Introduction Maas-Waalcanal line

The Maas-Waal canal-line - along the Maas-Waalcanal - was the outer-defence line between the major rivers Maas (Meuze) and Waal. It connected the Ysselline and the Maasline. In terms of location, it was the line of defences that was situated a little to the west of the city of Nijmegen [in the north] and the village of Mook [in the south]. It would get into full focus (again) when the Operation Market-Garden saw American airbornes land in the Nijmegen - Eindhoven corridor in September 1944. But let's get back to the very reason why those American airbornes were instructed to land four years later: the German invasion.

The Germans took an interest in the Nijmegen Waal-bridges and the canal bridges to the west and southwest of Nijmegen for one obvious reason: logistics. Sieged and intact Waal-bridges would ascertain a direct logistic link-up between the 26th Corps operation in the south of the Netherlands and the 10th Corps that executed an offensive against the Dutch centre. Such an open line of communication would make it easy to shift units about. And since the 18th Army - bearing the main part of the invasion of the Netherlands - was short of practically anything, it was very eager to have efficient lines of communication between its two most principle corpses in the country (whereas the third Corps, the airlanding corps, had already landed straight into the fortified heart of the country). The Nijmegen tastforce - called Gruppe Nimwegen or Gruppe N (Group N) - was formed by I./IR.484 (of 254.ID), which was reinforced with a number of antitankguns and light infantry guns as well as an SS armoured car squad that would be tasked with the avant-garde role.

=== Provided data ===
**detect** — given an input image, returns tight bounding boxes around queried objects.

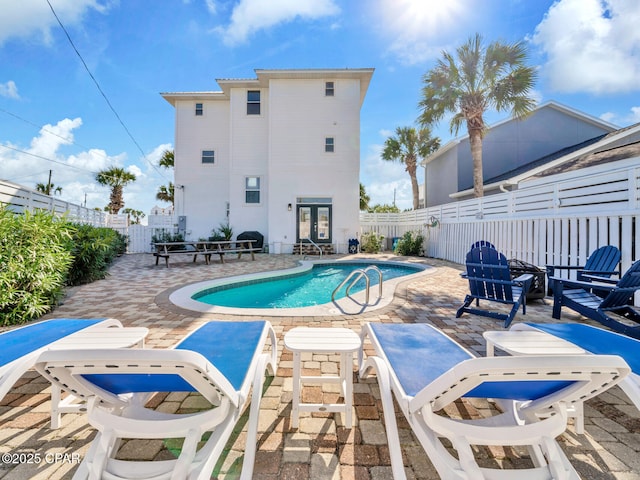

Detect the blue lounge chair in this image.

=== Task requirements ===
Copy everything from "Introduction Maas-Waalcanal line" down to "the German invasion." in the Maas-Waal canal line text, substituting "paratroopers" for "airbornes". The listing has no connection to the Maas-Waal canal line text.

=== Written response ===
Introduction Maas-Waalcanal line

The Maas-Waal canal-line - along the Maas-Waalcanal - was the outer-defence line between the major rivers Maas (Meuze) and Waal. It connected the Ysselline and the Maasline. In terms of location, it was the line of defences that was situated a little to the west of the city of Nijmegen [in the north] and the village of Mook [in the south]. It would get into full focus (again) when the Operation Market-Garden saw American paratroopers land in the Nijmegen - Eindhoven corridor in September 1944. But let's get back to the very reason why those American paratroopers were instructed to land four years later: the German invasion.